In vielen Gegenden, muss man wissen, war es damals nämlich üblich, Kahlschläge mit anschließender Niederwaldkultur anzulegen. Das bedeutet: man ließ die stehengebliebenen Stöcke erneut austreiben. So wuchs in wenigen Jahren eine Art von Buschwerk aus kräftigen Ruten nach. Die eigneten sich zum Flechten von Weidezäunen und für Wände in Fachwerkbauten, aber auch als Brenn- und Köhlerholz. Die Niederwaldwirtschaft sparte also fürs erste Neuaussaat und Jungwuchspflege. (Sie funktioniert allerdings nur bei Laubholz, nicht im Nadelwald.)

● ● ●

[AUFGABE] Gib aus dem Text über die Niederwaldwirtschaft den Teil zwischen „In vielen Gegenden, muss“ und „nicht im Nadelwald.)“, beide eingeschlossen, wortgetreu wieder.

[Zeilen des Datensatzes]
● ● ●

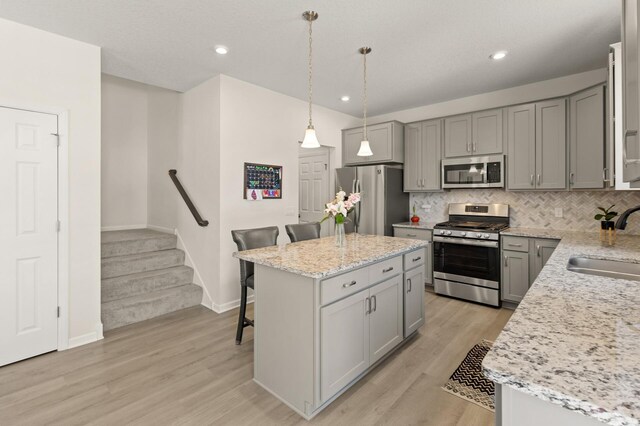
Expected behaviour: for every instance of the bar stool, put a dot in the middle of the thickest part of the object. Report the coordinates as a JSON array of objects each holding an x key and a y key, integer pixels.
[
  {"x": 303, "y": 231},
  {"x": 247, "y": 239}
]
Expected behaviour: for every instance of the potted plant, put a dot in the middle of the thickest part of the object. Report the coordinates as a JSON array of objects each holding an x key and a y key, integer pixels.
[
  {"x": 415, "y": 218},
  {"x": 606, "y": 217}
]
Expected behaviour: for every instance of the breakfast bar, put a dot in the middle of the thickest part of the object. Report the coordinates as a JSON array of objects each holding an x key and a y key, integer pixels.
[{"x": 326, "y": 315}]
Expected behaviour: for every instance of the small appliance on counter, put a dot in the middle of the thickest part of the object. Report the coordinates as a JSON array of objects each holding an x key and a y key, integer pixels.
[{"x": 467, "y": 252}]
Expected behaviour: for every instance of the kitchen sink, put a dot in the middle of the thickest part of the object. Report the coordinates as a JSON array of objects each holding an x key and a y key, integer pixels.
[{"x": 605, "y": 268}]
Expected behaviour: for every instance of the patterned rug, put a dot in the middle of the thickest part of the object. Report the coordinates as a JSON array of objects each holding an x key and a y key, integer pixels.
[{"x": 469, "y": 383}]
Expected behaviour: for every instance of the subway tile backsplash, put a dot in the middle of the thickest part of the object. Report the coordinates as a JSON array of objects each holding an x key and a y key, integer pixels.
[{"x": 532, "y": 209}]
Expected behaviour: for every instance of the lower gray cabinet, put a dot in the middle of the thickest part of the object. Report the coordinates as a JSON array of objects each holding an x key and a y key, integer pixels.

● ● ●

[RICHTIGE AUSGABE]
In vielen Gegenden, muss man wissen, war es damals nämlich üblich, Kahlschläge mit anschließender Niederwaldkultur anzulegen. Das bedeutet: man ließ die stehengebliebenen Stöcke erneut austreiben. So wuchs in wenigen Jahren eine Art von Buschwerk aus kräftigen Ruten nach. Die eigneten sich zum Flechten von Weidezäunen und für Wände in Fachwerkbauten, aber auch als Brenn- und Köhlerholz. Die Niederwaldwirtschaft sparte also fürs erste Neuaussaat und Jungwuchspflege. (Sie funktioniert allerdings nur bei Laubholz, nicht im Nadelwald.)